Sunday, January 09, 2022

Former Biden adviser says US won't get more than 70 percent vaccinated 'without a mandate

Sun, January 9, 2022


Ezekiel Emanuel, a former member of the Biden transition's COVID-19 advisory board, said on Sunday that the U.S. will not get more than 70 percent of its population vaccinated "without a mandate."

"We will never get to 70, 80 percent or 90 percent of the American population vaccinated without a mandate. It's just that simple," Emanuel told moderator Chuck Todd on NBC's "Meet the Press."

Emanuel, who is currently serving as a vice provost at the University of Pennsylvania, said vaccine mandates are "our best tools to get 90 percent" of the population vaccinated.

"They make sure that people who get infected don't get hospitalized at such a high rate and are very, very, very unlikely to die. That's an important protection for people, and we have to make sure that people get it," he added.Emanuel's comments came after the Supreme Court heard oral arguments for President Biden's vaccine-or-test mandate for a large swath of the U.S. workforce. The conservative justices on the bench asked sharp questions regarding whether a decades-old federal workplace law provides the legal authority for the regulation.

Record excerpts ▸

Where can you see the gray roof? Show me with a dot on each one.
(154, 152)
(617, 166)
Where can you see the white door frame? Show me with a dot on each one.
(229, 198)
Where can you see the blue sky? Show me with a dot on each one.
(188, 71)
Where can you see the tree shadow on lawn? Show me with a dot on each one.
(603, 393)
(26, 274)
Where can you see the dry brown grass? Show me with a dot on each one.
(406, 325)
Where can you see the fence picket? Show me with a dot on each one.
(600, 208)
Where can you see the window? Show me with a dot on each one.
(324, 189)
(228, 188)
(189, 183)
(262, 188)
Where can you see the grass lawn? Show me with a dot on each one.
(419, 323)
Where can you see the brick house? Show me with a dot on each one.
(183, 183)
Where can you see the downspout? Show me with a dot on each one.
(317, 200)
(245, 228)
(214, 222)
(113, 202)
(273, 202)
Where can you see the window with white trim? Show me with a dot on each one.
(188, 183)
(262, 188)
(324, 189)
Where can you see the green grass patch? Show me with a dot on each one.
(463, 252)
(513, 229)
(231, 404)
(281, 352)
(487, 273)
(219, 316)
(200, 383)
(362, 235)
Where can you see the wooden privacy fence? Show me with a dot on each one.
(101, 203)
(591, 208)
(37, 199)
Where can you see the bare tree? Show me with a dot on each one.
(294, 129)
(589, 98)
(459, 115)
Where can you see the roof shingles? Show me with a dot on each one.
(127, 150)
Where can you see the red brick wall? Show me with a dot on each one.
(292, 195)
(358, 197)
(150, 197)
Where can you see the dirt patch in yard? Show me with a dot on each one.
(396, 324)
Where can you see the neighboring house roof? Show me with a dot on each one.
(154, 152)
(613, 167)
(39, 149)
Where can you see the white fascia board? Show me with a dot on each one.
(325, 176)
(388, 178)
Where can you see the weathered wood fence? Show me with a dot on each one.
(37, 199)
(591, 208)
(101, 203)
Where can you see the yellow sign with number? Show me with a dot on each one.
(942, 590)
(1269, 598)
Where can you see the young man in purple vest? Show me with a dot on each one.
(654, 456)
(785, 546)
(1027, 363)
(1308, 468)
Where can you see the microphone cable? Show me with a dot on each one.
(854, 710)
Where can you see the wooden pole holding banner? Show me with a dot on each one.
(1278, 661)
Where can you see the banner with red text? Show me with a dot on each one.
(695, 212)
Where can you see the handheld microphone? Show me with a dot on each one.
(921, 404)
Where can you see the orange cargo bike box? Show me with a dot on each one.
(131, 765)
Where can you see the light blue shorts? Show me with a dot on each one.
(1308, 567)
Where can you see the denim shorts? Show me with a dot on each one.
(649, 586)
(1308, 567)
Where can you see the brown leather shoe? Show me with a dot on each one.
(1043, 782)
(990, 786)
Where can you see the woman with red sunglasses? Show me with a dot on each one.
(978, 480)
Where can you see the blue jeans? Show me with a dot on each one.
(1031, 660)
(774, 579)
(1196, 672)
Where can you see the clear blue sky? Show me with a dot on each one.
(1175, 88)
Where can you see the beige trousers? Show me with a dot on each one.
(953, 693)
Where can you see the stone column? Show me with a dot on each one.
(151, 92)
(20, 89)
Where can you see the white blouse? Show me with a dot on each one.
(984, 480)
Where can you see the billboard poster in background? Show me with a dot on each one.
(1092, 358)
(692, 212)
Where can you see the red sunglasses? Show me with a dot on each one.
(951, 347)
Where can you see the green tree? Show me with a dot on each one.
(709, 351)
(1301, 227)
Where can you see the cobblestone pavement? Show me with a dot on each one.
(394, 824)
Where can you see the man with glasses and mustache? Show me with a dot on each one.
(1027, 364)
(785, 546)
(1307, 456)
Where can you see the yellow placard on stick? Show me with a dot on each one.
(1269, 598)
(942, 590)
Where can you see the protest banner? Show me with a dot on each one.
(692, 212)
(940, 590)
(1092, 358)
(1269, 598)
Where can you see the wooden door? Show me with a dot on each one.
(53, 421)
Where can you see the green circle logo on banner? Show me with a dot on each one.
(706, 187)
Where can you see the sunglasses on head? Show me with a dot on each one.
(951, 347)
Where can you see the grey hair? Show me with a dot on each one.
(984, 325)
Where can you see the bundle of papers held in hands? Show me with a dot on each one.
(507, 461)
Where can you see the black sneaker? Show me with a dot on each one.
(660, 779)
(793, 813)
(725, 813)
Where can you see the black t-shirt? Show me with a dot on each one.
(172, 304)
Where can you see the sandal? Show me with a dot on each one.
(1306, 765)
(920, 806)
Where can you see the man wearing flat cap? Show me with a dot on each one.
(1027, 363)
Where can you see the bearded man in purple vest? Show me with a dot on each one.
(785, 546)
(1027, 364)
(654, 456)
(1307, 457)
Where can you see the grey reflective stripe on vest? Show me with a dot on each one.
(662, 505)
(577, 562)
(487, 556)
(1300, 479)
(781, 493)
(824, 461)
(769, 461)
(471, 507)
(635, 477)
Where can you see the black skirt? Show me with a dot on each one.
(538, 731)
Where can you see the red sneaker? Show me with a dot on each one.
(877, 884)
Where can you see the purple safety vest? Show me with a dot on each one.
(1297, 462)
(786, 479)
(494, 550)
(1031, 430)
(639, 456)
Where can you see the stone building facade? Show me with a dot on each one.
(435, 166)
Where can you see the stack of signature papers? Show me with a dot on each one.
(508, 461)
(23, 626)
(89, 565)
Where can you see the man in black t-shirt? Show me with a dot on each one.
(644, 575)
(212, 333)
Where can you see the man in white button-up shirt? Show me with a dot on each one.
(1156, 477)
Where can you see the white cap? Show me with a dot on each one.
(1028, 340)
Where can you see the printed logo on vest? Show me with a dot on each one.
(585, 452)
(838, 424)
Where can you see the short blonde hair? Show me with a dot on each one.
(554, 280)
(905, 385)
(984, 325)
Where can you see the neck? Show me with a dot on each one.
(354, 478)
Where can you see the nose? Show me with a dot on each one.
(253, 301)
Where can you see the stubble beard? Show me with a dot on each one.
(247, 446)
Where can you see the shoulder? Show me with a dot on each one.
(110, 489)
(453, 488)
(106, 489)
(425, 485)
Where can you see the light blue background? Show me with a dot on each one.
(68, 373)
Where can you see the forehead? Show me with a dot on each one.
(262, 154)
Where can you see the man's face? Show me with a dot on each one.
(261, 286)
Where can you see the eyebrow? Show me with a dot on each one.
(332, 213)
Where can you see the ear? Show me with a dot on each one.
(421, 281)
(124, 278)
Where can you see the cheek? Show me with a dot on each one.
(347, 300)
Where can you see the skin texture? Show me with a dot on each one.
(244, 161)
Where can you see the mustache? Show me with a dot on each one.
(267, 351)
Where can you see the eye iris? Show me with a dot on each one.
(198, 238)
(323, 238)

What this exercise asks ▸
**a.** List every person named in the article on vaccine mandates.
**b.** Continue the vaccine mandate article after its last sentence.

Numbered responses ▸
**a.** Ezekiel Emanuel, Chuck Todd, and President Biden.

**b.**
A number of states have filed lawsuits to stop the controversial policy from being enacted. It is set to take effect on Jan. 10.

Emanuel on Sunday said the Supreme Court must "recognize that COVID in the workplace is a real health threat and really does affect many people."

"Unfortunately, many front-line workers have died from COVID and contracting COVID in the workplace. They need protection, and ... mandating vaccination is a quite reasonable protection," he added.

The U.S. is currently seeing a surge in COVID-19 cases nationwide driven in part by the highly transmissible omicron variant. Deaths, however, have remained lower than during previous surges.

Early studies suggest that the omicron strain causes less severe illness in vaccinated individuals who contract the virus compared to previous variants.